• **Job**: Rewrite the part of the comment thread that starts at "Pinko Punko 07.30.07" and ends at "the cargo cultists?)", replacing "search engine robots" with "web crawlers".

• **Text**:
Even Googling Tyler’s secret blog is bad. It’s a small sin of collective irrationality, like not flushing a public toilet. I’m helping myself to the word bad since an unflushed turd is uncontroversially condemnable. I don’t need Kant for that.

IP is the better analogy. Tyler was asking for a Scout’s Honor version of intellectual property. The fact that he didn’t want to go through the rigmarole of setting up some enforceable IP scheme doesn’t mean he isn’t entitled to the fruits of his labor.

I’ve illegally downloaded a bunch of music before, and I could make an argument similar to yours about how easy it is to Google, how I never made a promise to Sony, etc. But I think none of this handwaving would impress the libertarian/economist type of people you’re talking about. They mostly don’t snigger at those who flush public toilets or buy DVDs.

3

Pinko Punko 07.30.07 at 7:40 am

How secret can a blog be if it allows the search engine robots to crawl all over its secret bits? I denounce this secret blog!

4

nick s 07.30.07 at 8:11 am

I think Kieran is musing on the economics of blackmail, in the spirit of Tyler’s book. And I’d actually be interested in a discussion of this, even though I’m a layman. So, let me try my best here to think about ‘what’s it worth to you?’ in pseudo-economic terms, and see if someone can do something with it. (Daniel? Can we tempt you back from the cargo cultists?)

Person X knows Person Y’s secret. Person Y knows that the secret will eventually come out, but there are certain benefits that accrue from paying up in the short/mid-term. Person X wants to maximise the returns before Person Y fesses up or goes to the authorities. What’s the appropriate formula (discount rate?) to determine the amount to be delivered in unmarked bills in a brown envelope?

Or, alternatively, can Tyler mention that, by the way, he has a much-read ethnic restaurant guide, in the hope of getting his lunch comped at that little Kazakh eaterie that just opened in Langley?

(And yes, it took me a little longer than Kieran to find the site. But I don’t want to step on his toes.)

5

terence 07.30.07 at 8:23 am

TYLER COWEN’S SECRET BLOG? I’m pretty sure this is it.

6

lenin 07.30.07 at 8:54 am

Hello, terence. I have no connection to this weird misanthrope. I am an entirely separate misanthrope with my own unique wierdness. Who is Tyler Cowen anyway? And who is Tyler Durden? What can be done to stop him?

7

ajay 07.30.07 at 9:08 am

If Tyler Cowen’s not bright enough to know about googleproofing, he doesn’t deserve his right to privacy.

8

Ginger Yellow 07.30.07 at 9:58 am

Why is blackmail illegal? Because politicians make laws.

9

richard 07.30.07 at 10:17 am

This is perhaps the paradigmatic case of how strange the idea of secrecy has become/always been/always been in the US. Does anyone know of any good (anthropological?) literature on the nature of secrecy (what its necessary conditions are, what it actually means, if it has to be collectively-maintained etc)?

This reminds me of the allegedly secret society of freemasons, with their very public halls all over the US, or the purportedly secret Skull and Bones: we call it secret because that adds value, somehow.

• **Stored rows**:
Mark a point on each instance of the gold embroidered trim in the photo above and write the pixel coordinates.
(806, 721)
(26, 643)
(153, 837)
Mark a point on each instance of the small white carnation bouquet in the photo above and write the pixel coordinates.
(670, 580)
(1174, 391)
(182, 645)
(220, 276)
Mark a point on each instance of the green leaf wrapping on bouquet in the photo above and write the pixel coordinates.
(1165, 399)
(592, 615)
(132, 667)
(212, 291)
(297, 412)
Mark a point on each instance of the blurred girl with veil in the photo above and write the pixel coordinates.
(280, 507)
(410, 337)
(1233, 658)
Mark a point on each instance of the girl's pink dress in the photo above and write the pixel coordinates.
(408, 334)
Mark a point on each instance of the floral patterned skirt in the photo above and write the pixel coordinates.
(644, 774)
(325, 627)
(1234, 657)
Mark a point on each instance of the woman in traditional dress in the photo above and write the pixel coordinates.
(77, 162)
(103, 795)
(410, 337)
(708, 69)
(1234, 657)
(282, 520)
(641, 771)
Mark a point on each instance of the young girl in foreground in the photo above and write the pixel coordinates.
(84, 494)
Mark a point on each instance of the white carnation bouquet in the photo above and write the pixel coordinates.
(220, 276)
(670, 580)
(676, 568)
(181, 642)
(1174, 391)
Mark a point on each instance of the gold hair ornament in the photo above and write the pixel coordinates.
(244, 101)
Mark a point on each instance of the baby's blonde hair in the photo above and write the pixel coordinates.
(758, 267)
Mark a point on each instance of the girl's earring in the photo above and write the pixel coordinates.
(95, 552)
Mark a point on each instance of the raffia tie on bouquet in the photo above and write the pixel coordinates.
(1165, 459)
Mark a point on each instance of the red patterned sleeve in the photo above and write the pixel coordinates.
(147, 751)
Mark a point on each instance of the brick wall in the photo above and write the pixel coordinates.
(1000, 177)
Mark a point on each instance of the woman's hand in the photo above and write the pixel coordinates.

• **Response to this exercise**:
Pinko Punko 07.30.07 at 7:40 am

How secret can a blog be if it allows the web crawlers to crawl all over its secret bits? I denounce this secret blog!

4

nick s 07.30.07 at 8:11 am

I think Kieran is musing on the economics of blackmail, in the spirit of Tyler’s book. And I’d actually be interested in a discussion of this, even though I’m a layman. So, let me try my best here to think about ‘what’s it worth to you?’ in pseudo-economic terms, and see if someone can do something with it. (Daniel? Can we tempt you back from the cargo cultists?)